◆ To be done ◆
Write out only the lines running from the one that contains "the dry yellow" to the end of the material, both ends included.

========

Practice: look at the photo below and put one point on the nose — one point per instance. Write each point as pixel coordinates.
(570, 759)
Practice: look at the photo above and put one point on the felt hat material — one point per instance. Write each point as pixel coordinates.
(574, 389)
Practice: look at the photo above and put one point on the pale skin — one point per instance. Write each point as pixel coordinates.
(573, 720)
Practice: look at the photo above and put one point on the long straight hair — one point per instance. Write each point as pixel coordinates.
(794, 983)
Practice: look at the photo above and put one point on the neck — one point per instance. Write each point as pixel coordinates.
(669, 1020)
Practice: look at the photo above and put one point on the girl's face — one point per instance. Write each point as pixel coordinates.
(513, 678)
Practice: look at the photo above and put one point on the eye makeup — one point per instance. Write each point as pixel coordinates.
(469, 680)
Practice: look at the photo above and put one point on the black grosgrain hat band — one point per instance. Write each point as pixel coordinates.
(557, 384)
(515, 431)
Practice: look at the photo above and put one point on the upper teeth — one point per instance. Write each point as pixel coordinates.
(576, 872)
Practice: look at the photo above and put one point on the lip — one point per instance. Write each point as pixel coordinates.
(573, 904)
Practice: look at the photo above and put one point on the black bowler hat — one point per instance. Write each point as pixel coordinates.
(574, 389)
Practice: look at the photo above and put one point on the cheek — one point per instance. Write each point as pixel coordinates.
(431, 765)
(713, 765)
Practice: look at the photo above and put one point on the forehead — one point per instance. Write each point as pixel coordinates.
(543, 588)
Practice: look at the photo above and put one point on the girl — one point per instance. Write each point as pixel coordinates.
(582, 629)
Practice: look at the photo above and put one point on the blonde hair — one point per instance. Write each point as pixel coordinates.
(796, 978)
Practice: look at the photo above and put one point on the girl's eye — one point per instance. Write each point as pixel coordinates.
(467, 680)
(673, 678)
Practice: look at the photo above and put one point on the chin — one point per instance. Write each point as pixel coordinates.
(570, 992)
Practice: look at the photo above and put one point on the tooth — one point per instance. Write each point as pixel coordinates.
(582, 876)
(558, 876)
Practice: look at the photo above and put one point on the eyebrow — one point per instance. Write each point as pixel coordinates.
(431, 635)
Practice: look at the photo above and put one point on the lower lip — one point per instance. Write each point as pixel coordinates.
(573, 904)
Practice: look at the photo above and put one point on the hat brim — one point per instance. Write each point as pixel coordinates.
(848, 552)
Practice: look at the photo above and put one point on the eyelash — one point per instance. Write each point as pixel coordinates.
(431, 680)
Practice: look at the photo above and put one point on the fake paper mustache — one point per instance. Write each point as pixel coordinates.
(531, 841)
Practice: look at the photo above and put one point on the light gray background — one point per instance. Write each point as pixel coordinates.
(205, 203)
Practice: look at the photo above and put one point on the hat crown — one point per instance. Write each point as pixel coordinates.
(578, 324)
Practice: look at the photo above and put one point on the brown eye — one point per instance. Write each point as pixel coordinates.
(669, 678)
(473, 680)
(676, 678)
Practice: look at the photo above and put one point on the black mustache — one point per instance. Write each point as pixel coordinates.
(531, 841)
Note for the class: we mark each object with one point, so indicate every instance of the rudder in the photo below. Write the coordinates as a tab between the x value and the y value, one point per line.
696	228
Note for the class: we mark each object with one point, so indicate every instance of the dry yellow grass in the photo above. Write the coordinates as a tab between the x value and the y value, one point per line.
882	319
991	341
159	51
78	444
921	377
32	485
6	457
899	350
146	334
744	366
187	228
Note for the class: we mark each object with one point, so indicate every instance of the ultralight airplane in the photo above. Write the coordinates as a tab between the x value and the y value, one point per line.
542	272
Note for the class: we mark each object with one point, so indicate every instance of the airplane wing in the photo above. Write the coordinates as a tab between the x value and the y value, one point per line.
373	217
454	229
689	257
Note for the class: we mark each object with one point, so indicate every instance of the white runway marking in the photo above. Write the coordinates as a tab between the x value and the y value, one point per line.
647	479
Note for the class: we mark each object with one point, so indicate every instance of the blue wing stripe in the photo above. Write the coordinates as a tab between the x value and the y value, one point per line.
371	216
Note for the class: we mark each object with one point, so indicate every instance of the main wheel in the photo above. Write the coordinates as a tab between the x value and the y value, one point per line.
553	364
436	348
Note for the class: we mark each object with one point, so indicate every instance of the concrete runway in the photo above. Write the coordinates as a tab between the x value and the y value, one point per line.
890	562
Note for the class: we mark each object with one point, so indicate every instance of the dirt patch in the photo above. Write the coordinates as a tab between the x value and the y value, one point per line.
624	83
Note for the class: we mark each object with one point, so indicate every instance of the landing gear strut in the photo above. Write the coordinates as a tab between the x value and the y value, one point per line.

========

◆ The output ◆
Note for the class: we mark each object with one point, so indicate every instance of the dry yellow grass in the photo above. Write the coordinates as a tab between the x value and the y value, one point per line.
882	319
991	341
159	51
78	444
921	377
32	485
6	457
899	350
146	334
744	366
187	228
Note for the class: we mark each object with one point, so indicate every instance of the ultralight airplane in the photo above. Write the coordinates as a tab between the x value and the y value, one point per line.
542	272
Note for the class: we mark each object with one point, so indicate every instance of the airplane wing in the photo above. Write the coordinates as a tab between the x value and the y value, one point per line.
373	217
454	229
689	257
Note for the class: we mark each object with one point, so indicate every instance of the white runway marking in the photo above. Write the coordinates as a tab between the x value and the y value, one point per line.
647	479
Note for the class: we mark each object with one point, so indicate every instance of the blue wing stripe in the photo above. Write the coordinates as a tab between the x value and the y value, one point per line.
371	216
Note for the class: we mark each object with one point, so indicate every instance of the main wheel in the photo above. Write the coordinates as a tab between the x value and the y value, one point per line.
553	364
436	348
Note for the class: we mark each object with one point, so indicate every instance of the concrete runway in the photo above. Write the coordinates as a tab between the x value and the y value, one point per line.
890	562
Note for the class: we mark each object with one point, so indicate every instance of the dirt patch in the photo above. Write the coordinates as a tab between the x value and the y value, one point per line.
624	83
Note for the class: we mark each object with one point, so indicate every instance of the landing gear strut in the photo above. Write the coordinates as a tab between the x value and the y value, one point per line.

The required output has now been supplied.